— Challenge A —
In the forum thread about Ilúvatar and Melkor, rewrite the paragraph beginning "Melkor is a cog in the wheel" more briefly, keeping its main points.
— Challenge B —
Extend the forum thread about Ilúvatar and Melkor past its last line by writing the post that comes next.

— START OF Provided text —

# Was Ilúvatar upset at anytime with the evil thoughts and meanings from MELKOR?



## fëanáro (Jan 25, 2002)

I have no idea, i would have to read the first chapters of the Silmarillion very closely to make sure.
but i want to make my point of view out of yours. instead.


----------



## Tyaronumen (Jan 25, 2002)

Melkor is a cog in the wheel of Iluvatar. He is not even a separate entity from Iluvatar as far as my interpretation is concerned... My interpretation would be that everything is Iluvatar and thus cannot controvert His will.


----------



## Beleg Strongbow (Jan 25, 2002)

> _Originally posted by fëanáro _
> *I have no idea, i would have to read the first chapters of the Silmarillion very closely to make sure.
> but i want to make my point of view out of yours. instead. *




I'm not to sure either but he wouldn't like what Melkor did. Remember Manwe was sort of like the herald of Iluvatar and he new his mind best did he not despise him then show pity? 
P.S Isn't god always supposed to love everyone and forgive them? hehehe


----------



## Snaga (Jan 25, 2002)

— END OF Provided text —
— START OF Data lines —

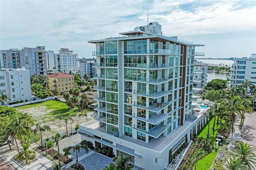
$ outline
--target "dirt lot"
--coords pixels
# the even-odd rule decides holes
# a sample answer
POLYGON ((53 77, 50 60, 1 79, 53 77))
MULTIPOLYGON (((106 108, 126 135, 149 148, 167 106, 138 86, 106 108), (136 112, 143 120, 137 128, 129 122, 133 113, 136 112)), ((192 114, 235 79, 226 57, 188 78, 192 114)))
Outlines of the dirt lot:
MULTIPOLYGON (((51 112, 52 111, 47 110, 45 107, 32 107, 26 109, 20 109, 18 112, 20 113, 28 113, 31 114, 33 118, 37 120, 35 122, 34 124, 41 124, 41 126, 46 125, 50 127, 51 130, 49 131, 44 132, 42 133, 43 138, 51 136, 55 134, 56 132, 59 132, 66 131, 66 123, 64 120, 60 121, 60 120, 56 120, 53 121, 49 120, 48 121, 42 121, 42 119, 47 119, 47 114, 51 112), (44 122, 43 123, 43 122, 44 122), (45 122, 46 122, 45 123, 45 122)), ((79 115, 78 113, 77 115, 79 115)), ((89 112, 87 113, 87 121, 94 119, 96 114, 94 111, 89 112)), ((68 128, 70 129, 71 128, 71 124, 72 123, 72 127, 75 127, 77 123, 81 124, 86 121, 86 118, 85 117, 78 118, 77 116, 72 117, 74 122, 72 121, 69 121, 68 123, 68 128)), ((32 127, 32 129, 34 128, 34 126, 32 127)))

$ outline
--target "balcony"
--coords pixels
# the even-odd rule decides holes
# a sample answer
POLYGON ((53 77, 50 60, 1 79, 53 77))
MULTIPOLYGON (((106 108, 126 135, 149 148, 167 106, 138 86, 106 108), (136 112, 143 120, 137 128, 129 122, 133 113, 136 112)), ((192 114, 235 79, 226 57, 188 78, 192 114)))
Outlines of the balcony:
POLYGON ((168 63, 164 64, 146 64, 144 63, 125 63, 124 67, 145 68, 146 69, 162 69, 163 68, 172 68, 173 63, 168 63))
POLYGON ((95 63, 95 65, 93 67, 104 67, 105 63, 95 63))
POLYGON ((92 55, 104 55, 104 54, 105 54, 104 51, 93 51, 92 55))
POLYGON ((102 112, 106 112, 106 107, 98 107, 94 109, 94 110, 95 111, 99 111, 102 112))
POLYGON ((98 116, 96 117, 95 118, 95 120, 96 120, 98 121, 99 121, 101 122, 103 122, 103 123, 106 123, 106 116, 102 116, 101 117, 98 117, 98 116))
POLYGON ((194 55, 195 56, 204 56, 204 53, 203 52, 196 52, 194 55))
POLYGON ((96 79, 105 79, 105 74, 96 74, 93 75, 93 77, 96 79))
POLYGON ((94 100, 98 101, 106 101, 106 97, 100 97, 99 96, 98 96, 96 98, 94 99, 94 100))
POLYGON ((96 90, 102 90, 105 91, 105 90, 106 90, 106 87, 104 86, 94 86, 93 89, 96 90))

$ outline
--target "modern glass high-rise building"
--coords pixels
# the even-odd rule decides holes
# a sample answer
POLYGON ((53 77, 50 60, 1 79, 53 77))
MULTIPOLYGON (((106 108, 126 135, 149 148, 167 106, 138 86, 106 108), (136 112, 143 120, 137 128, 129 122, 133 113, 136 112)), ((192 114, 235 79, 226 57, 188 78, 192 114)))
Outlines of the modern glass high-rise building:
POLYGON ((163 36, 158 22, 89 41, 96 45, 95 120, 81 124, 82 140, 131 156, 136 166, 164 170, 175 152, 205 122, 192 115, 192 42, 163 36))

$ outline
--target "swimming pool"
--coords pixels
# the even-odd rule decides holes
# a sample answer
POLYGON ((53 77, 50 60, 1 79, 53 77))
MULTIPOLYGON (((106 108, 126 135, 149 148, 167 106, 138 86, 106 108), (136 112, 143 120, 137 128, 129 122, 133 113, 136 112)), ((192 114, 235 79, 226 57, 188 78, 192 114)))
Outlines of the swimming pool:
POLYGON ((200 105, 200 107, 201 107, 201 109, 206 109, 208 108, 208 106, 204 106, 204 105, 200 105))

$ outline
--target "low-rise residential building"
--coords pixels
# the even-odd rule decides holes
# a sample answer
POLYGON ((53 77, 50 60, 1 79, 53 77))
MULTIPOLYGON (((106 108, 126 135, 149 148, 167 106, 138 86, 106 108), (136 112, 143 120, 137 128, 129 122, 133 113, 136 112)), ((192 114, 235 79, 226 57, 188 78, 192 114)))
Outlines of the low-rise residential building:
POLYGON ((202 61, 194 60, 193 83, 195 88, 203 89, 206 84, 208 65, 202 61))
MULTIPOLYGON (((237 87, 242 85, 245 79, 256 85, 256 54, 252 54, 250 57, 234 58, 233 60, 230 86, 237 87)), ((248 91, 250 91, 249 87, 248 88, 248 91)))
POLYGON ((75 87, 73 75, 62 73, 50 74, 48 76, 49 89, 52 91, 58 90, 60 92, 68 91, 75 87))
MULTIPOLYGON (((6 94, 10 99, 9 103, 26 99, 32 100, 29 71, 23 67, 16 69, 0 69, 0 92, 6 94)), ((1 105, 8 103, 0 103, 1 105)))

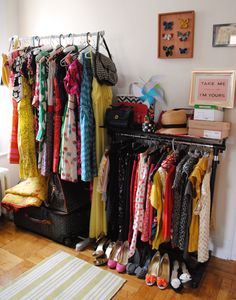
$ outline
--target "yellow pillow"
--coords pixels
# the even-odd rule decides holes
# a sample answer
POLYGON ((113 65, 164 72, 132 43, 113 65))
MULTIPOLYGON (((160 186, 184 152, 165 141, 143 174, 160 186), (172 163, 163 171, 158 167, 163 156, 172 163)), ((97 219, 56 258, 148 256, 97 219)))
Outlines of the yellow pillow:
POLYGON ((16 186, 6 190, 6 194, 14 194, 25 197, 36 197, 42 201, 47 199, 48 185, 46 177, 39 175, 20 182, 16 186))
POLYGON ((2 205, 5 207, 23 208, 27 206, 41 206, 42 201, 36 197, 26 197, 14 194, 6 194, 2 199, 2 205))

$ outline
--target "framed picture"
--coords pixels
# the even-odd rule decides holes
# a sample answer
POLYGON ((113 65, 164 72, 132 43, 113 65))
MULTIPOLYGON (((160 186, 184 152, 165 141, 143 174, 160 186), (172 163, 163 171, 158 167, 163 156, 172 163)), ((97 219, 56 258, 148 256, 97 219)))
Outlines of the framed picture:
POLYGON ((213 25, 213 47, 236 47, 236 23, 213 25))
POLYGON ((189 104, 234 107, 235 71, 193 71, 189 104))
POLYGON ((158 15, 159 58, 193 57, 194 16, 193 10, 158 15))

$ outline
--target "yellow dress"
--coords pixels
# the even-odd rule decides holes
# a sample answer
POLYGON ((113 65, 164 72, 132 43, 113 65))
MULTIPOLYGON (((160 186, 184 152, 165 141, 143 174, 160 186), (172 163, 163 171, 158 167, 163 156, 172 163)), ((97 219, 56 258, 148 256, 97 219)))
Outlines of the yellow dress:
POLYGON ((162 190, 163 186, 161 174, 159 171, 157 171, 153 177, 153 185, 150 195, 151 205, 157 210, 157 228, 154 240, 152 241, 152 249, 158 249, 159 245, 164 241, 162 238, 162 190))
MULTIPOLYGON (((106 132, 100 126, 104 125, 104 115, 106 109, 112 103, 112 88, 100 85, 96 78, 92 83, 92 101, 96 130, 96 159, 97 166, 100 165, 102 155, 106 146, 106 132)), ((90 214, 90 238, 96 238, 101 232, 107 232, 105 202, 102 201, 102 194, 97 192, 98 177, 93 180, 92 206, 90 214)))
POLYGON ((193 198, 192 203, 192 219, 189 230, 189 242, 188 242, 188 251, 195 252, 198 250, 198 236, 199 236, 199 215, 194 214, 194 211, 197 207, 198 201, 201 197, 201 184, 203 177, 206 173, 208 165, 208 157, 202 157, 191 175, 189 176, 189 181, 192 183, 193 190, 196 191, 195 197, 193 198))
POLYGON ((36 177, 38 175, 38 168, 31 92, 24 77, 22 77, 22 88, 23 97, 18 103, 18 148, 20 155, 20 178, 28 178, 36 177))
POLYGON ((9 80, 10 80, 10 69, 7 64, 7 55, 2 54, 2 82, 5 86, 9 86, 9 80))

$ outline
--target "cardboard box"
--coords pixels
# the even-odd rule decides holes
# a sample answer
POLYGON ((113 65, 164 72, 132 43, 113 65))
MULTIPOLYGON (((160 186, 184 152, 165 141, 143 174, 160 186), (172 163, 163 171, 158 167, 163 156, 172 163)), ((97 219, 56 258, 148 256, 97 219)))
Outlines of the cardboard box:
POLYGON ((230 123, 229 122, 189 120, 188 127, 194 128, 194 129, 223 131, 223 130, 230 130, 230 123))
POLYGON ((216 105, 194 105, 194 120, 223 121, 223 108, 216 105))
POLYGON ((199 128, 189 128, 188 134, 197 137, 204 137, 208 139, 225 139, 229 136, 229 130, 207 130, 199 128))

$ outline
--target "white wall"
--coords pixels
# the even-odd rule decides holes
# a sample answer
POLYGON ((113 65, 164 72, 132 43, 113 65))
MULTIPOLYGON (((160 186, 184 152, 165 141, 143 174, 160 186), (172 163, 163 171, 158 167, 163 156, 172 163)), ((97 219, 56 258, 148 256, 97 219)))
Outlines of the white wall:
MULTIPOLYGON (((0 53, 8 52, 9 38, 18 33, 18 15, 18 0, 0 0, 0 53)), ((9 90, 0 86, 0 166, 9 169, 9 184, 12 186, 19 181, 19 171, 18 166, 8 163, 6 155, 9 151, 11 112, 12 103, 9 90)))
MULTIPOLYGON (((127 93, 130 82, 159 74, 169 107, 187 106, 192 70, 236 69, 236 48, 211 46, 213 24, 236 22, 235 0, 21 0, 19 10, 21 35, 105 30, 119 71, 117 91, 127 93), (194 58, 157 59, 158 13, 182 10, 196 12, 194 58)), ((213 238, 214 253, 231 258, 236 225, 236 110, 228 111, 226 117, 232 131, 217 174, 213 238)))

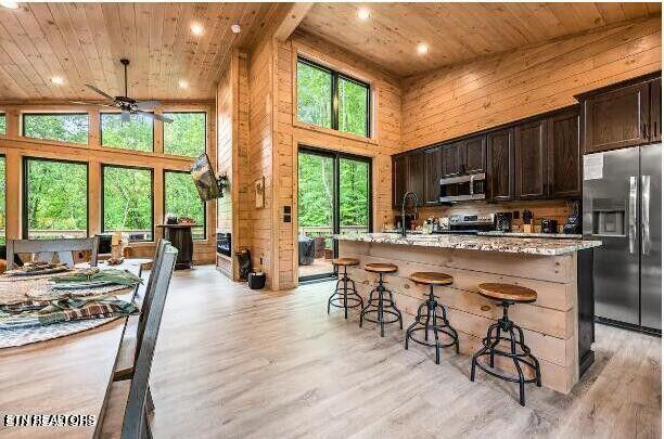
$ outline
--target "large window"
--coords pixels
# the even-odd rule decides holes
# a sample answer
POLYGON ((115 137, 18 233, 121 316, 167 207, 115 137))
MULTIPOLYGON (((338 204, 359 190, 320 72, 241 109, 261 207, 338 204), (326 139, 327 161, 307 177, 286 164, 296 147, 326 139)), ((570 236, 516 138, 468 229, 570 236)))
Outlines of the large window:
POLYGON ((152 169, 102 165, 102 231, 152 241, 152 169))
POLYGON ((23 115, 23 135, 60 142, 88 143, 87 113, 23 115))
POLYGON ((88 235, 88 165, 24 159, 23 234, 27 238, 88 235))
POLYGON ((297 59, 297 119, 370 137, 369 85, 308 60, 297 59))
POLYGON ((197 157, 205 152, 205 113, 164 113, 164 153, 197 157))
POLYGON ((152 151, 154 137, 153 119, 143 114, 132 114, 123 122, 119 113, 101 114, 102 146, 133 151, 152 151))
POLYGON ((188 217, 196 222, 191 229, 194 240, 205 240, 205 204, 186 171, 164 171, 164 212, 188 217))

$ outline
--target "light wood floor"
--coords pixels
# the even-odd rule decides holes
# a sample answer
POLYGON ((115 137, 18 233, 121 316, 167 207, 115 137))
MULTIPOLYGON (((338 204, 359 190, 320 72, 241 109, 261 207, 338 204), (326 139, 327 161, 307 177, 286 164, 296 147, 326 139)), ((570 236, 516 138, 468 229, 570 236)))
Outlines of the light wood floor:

— END OF Data lines —

— Result A —
In this reading, Melkor is part of Iluvatar's design rather than a separate being. Because everything is Iluvatar, nothing can go against His will.

— Result B —
The answer is yes - see Ainulindale. Not sure I go with either of your yes options. Too simplistic for me. I don't really understand but Iluvatar gets very angry with Melkor for challenging his themes, but it doesn't make sense to me yet. Noone has given me a really good explanation of this yet.

I'll have to abstain.


----------



## Tyaronumen (Jan 25, 2002)

Good point about Eru seeming angry Variag... maybe he was just acting?


----------



## fëanáro (Jan 26, 2002)

So is there anyone who can be really sure about this?


----------



## Feanor (Jan 26, 2002)

>Melkor is a cog in the wheel of Iluvatar. He is not even a separate entity from Iluvatar as far as my interpretation is concerned... My interpretation would be that everything is Iluvatar and thus cannot controvert His will. 


I guess that throws free will right out the window. Free will, the one explanation and feeble defense you have for the existence of evil. 
Look, either you say there's evil bc of the gift of free will and therefore everything is NOT Eru and DOES controvert his will OR

There is no free will, and Eru uses evil in his designs- in which case I'm better off without him.

A third option is that there is some other reason above all this which we cannot fathom- in that case it is useless to discuss since we cannot know the answer. 

You can't have your cake, um, you can't have your lembas and eat it too!


----------



## Confusticated (Dec 10, 2002)

While I think that Melkor was doing Iluvatar's will if Manwe and the others ever were, I do think that they were capable of upsetting Iluvatar.
If one thinks, as I do, that Melkor was of a dark side of Iluvatar, and that much of Iluvatar was 'good' in the way that Manwe was, then I can only assume that the good portions of Iluvatar would be unhappy about the evil manifstation of his thought that was Melkor.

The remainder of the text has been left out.